-- Problem to solve --
Here is a block of entries. Write out its lines exactly, from the first through the one containing "box: [380, 192, 394, 211]".

-- Data to use --

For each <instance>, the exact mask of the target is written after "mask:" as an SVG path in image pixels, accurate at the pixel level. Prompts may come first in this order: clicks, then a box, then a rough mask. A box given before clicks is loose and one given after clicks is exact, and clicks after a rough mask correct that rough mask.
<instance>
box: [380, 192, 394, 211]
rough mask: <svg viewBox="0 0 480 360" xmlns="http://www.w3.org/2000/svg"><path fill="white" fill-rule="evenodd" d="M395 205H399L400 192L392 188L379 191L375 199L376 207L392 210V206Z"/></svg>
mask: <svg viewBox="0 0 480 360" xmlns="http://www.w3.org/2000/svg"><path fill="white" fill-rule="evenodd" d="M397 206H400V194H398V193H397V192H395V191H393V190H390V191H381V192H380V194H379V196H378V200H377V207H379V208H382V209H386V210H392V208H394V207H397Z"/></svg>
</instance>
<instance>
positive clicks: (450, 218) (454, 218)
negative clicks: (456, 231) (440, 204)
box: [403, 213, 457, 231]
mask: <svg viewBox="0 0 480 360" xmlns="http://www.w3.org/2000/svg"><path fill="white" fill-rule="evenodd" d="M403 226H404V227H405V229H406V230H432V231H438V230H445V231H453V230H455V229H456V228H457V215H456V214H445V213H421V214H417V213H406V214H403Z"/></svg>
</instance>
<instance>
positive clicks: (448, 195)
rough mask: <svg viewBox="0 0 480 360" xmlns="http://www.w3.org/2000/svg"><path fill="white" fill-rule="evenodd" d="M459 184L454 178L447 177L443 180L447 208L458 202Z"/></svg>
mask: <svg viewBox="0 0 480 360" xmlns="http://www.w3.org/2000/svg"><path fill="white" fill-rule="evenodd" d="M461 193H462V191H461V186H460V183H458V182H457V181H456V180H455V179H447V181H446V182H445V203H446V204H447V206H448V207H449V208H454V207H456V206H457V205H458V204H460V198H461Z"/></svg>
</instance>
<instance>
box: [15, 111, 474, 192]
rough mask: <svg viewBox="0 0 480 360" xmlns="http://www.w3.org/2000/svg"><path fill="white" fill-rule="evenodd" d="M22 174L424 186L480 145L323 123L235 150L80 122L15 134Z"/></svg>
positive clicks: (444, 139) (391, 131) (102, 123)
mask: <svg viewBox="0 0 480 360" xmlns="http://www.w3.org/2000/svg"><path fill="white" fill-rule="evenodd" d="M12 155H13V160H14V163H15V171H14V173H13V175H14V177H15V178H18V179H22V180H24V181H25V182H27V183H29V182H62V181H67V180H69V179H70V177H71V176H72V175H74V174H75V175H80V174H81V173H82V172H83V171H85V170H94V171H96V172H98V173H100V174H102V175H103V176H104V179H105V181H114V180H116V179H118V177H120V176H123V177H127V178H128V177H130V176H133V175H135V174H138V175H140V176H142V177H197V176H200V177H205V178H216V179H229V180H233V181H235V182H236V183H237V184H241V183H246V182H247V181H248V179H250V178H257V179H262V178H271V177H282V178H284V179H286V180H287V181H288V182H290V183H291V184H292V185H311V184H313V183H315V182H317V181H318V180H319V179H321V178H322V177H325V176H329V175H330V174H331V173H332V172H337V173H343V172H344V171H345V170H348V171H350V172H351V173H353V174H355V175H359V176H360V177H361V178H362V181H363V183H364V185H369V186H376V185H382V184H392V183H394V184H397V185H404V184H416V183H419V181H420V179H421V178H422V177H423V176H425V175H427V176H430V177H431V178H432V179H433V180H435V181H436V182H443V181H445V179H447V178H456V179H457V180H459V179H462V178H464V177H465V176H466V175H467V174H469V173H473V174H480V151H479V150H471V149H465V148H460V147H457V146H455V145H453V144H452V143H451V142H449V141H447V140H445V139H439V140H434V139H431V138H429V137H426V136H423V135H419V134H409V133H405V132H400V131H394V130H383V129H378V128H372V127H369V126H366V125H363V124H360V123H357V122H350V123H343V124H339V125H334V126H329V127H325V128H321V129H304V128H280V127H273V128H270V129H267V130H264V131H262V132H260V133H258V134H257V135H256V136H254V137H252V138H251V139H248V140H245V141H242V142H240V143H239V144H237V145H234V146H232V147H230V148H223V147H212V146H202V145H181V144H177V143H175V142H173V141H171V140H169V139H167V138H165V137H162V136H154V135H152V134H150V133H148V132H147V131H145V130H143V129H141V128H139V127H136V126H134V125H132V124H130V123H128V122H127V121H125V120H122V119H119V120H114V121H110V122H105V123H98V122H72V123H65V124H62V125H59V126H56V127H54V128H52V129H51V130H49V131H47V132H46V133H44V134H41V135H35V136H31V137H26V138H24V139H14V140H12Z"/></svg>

-- Written answer --
For each <instance>, the exact mask of the target is written after "mask:" as an SVG path in image pixels, accurate at the pixel level. Prompts may come first in this order: clicks, then a box, then a rough mask. A box given before clicks is loose and one given after clicks is exact, and clicks after a rough mask correct that rough mask.
<instance>
box: [380, 192, 394, 211]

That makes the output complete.